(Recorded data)
+++++

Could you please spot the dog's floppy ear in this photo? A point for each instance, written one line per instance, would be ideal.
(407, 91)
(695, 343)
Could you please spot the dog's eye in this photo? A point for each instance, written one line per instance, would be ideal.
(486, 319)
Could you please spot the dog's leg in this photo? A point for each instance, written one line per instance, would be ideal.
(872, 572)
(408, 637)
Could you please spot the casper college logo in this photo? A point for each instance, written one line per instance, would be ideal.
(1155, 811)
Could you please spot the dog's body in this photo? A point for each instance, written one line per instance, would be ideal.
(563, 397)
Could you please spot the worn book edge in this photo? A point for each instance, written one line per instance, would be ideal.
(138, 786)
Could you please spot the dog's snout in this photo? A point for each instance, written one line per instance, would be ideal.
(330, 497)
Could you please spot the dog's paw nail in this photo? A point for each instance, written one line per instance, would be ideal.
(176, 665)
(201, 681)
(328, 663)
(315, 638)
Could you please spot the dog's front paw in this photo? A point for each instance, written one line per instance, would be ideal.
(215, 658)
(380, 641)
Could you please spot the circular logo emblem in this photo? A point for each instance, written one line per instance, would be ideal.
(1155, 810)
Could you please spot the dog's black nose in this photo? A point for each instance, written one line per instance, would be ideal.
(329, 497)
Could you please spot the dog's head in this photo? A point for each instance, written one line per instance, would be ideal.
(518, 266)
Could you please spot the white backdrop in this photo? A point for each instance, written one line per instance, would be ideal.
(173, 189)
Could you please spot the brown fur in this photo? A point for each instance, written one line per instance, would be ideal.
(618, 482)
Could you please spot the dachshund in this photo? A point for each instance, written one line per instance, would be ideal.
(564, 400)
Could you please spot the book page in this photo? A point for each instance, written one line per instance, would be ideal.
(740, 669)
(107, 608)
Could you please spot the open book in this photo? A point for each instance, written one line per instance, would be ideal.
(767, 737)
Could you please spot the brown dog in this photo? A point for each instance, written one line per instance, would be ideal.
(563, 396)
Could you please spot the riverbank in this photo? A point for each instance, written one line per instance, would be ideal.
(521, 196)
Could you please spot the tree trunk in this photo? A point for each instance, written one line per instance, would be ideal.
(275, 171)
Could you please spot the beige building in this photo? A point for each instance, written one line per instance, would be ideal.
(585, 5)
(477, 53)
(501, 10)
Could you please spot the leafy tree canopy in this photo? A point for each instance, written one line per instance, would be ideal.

+++++

What is being asked - Copy every row above word for word, keeping each one on its own line and in its original order.

Response to the exercise -
Could you please spot the dog's floppy ear in this photo? A point for each instance, written one line per instance, would be ideal.
(407, 91)
(695, 343)
Could you please spot the dog's eye in this photo? A point for each instance, written one line per instance, would be ideal.
(486, 319)
Could you please spot the dog's leg in this photo? A point for each instance, written one line per instance, would be ideal.
(872, 572)
(408, 637)
Could you please spot the casper college logo in this photo? A point for each instance, written one line per instance, would be ideal.
(1155, 811)
Could you please spot the dog's body in this photo? A point for each instance, written one line per instance, would be ideal.
(563, 397)
Could you please spot the worn book edge in this photo? A point for each instance, written one line per instance, would be ideal.
(138, 786)
Could you please spot the dog's snout in this photo? A point for each instance, written one line per instance, would be ideal.
(330, 497)
Could you please spot the dog's paw nail in this photo? A point for each instance, written one line per instance, would be ideal.
(176, 665)
(201, 681)
(328, 663)
(315, 638)
Could you please spot the dog's front paw in this photo? A point for each instance, written one line per instance, would be ideal.
(215, 658)
(380, 641)
Could you please spot the circular logo emblem in this photo? A point for each instance, written one line per instance, would be ideal.
(1155, 810)
Could you please spot the dog's black nose in this photo? A point for each instance, written one line per instance, would be ideal.
(329, 497)
Could you please spot the dog's head in this photo? A point for each instance, written one line per instance, would be ideal.
(518, 266)
Could you please spot the white backdrop in this photo? A point for each instance, written one line per instance, would be ideal.
(173, 189)
Could you please spot the brown fur in this photo? A point for each instance, written one line per instance, would be ideal.
(618, 482)
Could you please spot the dachshund in this photo? A point for each instance, written one line per instance, would be ideal.
(564, 400)
Could you please spot the book page in this photo? A point for each instance, written one line per instance, would be ideal.
(740, 669)
(107, 608)
Could you please spot the open book in this photo? A point for each instance, written one line per instance, would be ideal.
(767, 737)
Could you please spot the brown dog in this photo? A point for each instance, written one line per instance, would be ideal.
(563, 396)
Could you please spot the riverbank in this photo? A point for each instance, written one line per instance, would be ideal.
(521, 196)
Could you please spot the tree trunk in this photo? A point for each instance, written one line per instance, would be ideal.
(275, 171)
Could you please spot the beige building in this photo? A point for each instance, written one line per instance, would be ideal.
(585, 5)
(477, 53)
(501, 10)
Could you please spot the leafy tree canopy in this photo? A point for each instance, written one line per instance, would be ideal.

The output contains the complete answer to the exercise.